§ **Requests**
1. Quote the passage on the Common Core Coach materials from "Examples of how" up to and including "(8.F.3 and 8.EE.6).".
2. For each statement, decide whether the passage on the Common Core Coach materials supports it. Answer yes or no and quote the words that decide it. (a) The review sections for each domain are cumulative across domains. (b) Lesson 16 connects 8.F and 8.EE. (c) Most lessons address standards in isolation.
3. Carry on the passage on the Common Core Coach materials from the point where it ends.

§ **Reading passage**

------------

In the teacher manual the Lesson Progression Maps describe how the domains from previous and future grades connect to domains within the current grade. The majority of the lessons address standards in isolation. Some lessons contain natural mathematical connections between standards. Review sections for each domain contain problems related to the respective domain and are not cumulative across domains.

Examples of how the materials make natural connections include:

• In Common Core Coach Lesson 31 Using Linear Models to Interpret Data: 8.SP, 8.EE, and 8.F are connected as students work with scatter plots and linear models of association in bivariate measurement data (8.SP.1, 8.SP.2, 8.SP.3) by discussing proportional relationships, lines, linear equations, and linear functions (8.EE.5, 8.EE.6, 8.F.3, 8.F.4).
• In Common Core Coach Lesson 16 Using Functions to Model Relationships: 8.F and 8.EE are connected as students connect various representations of a function by writing equations, making graphs and tables, and interpreting values within these representations (8.F.3 and 8.EE.6).

------------

§ **Provided information**
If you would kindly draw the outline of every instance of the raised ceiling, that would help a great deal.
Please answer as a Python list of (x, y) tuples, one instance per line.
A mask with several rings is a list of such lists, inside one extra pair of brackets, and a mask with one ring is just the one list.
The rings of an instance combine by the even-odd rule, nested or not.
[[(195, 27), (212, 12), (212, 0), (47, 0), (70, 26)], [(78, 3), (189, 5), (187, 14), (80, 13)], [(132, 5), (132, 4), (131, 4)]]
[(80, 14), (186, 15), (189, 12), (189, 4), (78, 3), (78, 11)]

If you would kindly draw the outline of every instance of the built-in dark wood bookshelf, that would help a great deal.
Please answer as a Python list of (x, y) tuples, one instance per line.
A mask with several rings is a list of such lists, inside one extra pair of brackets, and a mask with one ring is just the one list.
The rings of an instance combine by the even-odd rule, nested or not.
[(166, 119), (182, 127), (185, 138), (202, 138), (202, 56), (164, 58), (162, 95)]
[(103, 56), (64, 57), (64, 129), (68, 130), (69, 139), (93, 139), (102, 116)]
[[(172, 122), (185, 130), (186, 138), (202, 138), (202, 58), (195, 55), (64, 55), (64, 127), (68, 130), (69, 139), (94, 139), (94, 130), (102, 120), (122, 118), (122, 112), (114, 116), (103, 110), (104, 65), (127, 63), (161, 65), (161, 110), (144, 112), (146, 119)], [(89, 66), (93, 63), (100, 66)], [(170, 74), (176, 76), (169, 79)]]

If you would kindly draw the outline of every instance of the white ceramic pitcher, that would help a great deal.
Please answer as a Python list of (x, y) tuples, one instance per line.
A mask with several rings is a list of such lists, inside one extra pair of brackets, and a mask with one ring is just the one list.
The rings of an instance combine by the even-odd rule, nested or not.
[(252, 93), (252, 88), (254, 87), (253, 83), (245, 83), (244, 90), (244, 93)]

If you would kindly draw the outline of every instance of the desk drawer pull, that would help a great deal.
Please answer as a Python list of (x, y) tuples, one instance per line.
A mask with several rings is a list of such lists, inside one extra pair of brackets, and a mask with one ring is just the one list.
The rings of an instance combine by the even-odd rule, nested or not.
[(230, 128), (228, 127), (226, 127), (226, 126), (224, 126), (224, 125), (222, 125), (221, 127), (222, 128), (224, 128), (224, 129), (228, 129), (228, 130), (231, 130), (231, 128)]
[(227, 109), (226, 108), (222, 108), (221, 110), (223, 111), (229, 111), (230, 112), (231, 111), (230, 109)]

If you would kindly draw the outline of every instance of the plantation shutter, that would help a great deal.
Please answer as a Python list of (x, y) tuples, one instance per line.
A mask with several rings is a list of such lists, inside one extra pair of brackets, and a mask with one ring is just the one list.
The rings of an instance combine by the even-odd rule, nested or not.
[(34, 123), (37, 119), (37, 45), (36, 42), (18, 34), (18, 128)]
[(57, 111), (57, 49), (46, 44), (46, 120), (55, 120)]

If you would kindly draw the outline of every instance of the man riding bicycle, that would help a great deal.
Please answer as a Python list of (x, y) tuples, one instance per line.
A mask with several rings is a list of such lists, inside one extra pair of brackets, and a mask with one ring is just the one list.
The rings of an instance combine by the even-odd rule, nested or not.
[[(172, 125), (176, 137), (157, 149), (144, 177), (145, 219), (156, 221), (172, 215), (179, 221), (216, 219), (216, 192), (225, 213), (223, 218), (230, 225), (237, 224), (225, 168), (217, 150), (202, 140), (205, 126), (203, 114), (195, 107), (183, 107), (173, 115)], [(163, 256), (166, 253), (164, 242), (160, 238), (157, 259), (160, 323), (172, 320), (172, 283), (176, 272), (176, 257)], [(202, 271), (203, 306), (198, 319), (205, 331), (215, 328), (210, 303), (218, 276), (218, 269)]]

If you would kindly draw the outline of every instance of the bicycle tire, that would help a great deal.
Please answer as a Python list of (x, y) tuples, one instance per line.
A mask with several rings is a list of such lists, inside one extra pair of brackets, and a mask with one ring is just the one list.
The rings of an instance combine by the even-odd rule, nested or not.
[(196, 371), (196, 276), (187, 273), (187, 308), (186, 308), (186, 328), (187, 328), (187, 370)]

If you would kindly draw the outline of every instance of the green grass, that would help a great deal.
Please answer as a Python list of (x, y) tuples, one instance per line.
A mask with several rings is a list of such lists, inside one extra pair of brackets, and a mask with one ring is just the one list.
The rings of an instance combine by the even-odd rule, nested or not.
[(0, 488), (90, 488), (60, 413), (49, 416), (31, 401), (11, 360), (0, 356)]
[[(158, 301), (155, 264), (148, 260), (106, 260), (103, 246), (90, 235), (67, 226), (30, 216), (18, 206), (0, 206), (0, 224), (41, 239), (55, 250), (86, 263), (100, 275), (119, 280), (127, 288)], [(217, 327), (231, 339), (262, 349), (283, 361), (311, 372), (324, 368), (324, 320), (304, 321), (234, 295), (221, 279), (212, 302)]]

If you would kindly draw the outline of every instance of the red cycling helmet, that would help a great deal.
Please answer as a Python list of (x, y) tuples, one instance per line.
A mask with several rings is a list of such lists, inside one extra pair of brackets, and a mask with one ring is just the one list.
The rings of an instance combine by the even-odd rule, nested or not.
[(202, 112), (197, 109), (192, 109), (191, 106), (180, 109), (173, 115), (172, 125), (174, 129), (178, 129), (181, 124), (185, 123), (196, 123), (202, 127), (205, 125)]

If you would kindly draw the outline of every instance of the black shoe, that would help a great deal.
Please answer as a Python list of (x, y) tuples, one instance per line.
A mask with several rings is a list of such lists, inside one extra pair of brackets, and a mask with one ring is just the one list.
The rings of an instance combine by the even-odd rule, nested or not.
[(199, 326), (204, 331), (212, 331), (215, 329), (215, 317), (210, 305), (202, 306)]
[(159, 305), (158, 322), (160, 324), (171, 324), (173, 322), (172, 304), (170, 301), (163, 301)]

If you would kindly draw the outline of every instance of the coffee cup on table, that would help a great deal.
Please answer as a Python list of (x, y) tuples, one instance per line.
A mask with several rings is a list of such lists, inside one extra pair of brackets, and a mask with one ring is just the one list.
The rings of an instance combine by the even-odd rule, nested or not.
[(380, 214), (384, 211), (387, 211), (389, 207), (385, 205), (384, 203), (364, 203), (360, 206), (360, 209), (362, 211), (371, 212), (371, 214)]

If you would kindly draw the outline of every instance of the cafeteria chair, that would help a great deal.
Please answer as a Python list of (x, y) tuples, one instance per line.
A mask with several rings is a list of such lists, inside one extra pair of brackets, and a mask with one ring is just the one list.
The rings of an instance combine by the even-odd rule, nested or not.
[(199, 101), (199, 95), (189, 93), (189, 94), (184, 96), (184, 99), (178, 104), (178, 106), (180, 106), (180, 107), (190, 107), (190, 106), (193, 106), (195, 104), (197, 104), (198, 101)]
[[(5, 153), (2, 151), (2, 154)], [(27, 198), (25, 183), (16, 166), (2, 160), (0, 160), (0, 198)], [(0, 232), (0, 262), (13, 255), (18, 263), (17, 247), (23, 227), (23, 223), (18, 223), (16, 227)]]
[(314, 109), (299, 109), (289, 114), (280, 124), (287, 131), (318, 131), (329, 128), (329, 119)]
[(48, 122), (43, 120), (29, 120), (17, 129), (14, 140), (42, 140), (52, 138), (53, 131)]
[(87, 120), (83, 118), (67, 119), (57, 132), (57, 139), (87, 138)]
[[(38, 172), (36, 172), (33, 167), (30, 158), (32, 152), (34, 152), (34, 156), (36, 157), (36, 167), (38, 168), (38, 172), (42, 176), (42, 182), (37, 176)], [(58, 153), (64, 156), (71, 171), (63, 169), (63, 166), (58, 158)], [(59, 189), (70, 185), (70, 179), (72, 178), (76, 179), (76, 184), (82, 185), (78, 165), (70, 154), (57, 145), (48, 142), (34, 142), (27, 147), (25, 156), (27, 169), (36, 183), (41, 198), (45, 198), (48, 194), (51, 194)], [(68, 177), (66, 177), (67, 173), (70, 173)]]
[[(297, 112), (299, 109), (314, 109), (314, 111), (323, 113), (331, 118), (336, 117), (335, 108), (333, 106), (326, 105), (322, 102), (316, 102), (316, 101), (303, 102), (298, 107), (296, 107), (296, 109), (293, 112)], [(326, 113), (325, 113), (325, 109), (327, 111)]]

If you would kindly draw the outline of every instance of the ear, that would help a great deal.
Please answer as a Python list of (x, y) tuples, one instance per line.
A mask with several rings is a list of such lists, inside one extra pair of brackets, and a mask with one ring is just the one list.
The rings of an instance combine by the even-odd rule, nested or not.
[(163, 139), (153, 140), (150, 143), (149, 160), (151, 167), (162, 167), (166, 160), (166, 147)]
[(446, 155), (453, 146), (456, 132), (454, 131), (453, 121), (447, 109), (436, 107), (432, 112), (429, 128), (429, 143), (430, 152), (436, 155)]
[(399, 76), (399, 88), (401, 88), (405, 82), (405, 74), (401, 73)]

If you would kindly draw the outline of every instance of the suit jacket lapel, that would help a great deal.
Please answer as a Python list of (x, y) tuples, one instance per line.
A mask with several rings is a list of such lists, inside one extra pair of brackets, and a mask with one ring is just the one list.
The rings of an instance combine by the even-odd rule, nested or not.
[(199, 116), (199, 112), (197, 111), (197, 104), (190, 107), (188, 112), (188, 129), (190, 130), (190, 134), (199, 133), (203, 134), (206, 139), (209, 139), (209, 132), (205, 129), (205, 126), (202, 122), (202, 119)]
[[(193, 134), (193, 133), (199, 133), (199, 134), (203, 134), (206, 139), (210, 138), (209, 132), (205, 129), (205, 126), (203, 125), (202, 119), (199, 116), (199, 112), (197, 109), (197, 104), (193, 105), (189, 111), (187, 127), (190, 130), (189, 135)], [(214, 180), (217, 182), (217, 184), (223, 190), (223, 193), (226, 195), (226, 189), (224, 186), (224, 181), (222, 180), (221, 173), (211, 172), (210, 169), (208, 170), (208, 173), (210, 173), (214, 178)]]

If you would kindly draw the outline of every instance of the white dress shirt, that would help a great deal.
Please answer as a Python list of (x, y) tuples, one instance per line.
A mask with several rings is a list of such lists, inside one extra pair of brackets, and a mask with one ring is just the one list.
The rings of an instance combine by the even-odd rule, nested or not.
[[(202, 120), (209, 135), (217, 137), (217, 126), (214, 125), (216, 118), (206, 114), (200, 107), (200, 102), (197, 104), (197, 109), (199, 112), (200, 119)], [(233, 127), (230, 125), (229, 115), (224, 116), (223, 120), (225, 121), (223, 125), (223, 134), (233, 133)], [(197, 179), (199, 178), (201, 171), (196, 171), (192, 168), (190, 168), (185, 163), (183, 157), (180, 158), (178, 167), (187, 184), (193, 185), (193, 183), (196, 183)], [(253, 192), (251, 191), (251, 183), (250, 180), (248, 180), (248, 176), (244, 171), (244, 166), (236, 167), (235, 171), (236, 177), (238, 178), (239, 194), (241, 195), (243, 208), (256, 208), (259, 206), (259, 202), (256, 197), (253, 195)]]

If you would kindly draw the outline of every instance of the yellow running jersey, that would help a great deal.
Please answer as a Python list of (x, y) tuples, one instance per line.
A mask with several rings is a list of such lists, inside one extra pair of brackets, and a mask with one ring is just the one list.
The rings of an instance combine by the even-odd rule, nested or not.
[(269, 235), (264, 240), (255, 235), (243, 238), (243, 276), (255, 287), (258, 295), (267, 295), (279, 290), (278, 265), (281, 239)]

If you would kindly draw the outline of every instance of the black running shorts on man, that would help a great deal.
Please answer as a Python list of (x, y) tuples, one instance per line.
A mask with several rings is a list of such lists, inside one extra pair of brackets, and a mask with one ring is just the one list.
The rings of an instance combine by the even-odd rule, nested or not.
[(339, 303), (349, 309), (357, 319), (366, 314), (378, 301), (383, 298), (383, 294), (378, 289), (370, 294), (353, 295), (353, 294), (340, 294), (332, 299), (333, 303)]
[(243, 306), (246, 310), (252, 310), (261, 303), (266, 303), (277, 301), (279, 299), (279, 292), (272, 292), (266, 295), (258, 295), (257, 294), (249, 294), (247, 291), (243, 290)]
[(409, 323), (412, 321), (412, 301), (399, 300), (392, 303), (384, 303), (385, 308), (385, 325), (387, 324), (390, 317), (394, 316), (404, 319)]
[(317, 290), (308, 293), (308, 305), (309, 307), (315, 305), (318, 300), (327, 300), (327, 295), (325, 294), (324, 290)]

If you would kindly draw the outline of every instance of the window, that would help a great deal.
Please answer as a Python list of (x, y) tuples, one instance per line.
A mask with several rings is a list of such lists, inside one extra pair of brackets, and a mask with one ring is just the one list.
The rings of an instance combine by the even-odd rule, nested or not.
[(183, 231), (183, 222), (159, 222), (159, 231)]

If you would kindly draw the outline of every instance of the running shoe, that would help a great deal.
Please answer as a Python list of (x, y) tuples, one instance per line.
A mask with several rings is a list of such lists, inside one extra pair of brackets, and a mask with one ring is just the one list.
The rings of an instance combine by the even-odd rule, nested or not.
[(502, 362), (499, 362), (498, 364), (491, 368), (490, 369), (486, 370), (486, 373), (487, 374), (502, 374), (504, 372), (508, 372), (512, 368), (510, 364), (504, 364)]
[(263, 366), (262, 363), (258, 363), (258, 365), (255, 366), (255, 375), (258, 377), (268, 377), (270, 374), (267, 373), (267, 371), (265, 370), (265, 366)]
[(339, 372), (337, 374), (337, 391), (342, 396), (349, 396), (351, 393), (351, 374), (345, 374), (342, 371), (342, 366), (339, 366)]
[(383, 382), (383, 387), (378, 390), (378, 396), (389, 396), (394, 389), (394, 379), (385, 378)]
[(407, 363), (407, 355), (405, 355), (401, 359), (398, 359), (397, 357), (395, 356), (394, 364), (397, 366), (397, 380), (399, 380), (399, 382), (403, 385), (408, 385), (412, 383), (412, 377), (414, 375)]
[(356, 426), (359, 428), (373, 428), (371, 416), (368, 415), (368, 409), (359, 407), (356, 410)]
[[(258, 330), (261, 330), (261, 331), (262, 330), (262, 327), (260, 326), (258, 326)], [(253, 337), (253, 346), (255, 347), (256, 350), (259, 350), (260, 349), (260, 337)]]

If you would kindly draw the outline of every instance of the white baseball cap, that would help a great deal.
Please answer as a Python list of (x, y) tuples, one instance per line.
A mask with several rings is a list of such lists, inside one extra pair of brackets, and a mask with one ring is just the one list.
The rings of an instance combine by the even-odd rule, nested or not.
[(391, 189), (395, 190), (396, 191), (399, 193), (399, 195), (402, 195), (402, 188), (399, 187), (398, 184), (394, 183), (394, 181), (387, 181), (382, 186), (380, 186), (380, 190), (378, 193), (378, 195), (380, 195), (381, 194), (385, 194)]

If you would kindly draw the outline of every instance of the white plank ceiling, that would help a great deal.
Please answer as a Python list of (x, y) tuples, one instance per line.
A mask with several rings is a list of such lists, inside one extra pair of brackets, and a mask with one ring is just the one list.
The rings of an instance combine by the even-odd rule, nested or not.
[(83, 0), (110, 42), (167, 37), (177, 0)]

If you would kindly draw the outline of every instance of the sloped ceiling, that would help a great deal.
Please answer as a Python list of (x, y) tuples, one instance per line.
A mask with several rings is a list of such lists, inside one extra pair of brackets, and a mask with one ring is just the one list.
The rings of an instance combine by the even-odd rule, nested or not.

------------

§ **Responses per task**
1.
Examples of how the materials make natural connections include:

• In Common Core Coach Lesson 31 Using Linear Models to Interpret Data: 8.SP, 8.EE, and 8.F are connected as students work with scatter plots and linear models of association in bivariate measurement data (8.SP.1, 8.SP.2, 8.SP.3) by discussing proportional relationships, lines, linear equations, and linear functions (8.EE.5, 8.EE.6, 8.F.3, 8.F.4).
• In Common Core Coach Lesson 16 Using Functions to Model Relationships: 8.F and 8.EE are connected as students connect various representations of a function by writing equations, making graphs and tables, and interpreting values within these representations (8.F.3 and 8.EE.6).

2.
(a) No: "are not cumulative across domains."
(b) Yes: "8.F and 8.EE are connected"
(c) Yes: "The majority of the lessons address standards in isolation."

3.
However, the materials miss important natural connections. For example:

• In Common Core Coach Lesson 21 Dilations on the coordinate plane, students determine the effect of dilations on a two-dimensional shape using coordinates (8.G.4). Similar triangles and slope (8.EE.6) are not addressed in the lesson to connect the concept of similarity to work in defining slope. Equations and defining slope are addressed in a previous lesson (lesson 8).
• In Performance Coach Lesson 26 Understanding Volume of Cylinders, Cones, and Spheres, students use the formulas to find the volumes of cones, cylinders, and spheres when solving real-world and mathematical problems (8.G.9). Students are not asked to solve for the radius of the figures, which would require them to use square root and cube root symbols to represent solutions to equations of the form $$r^2 = p$$ and $$r^3 = p$$ and to evaluate square and cube roots (8.EE.2).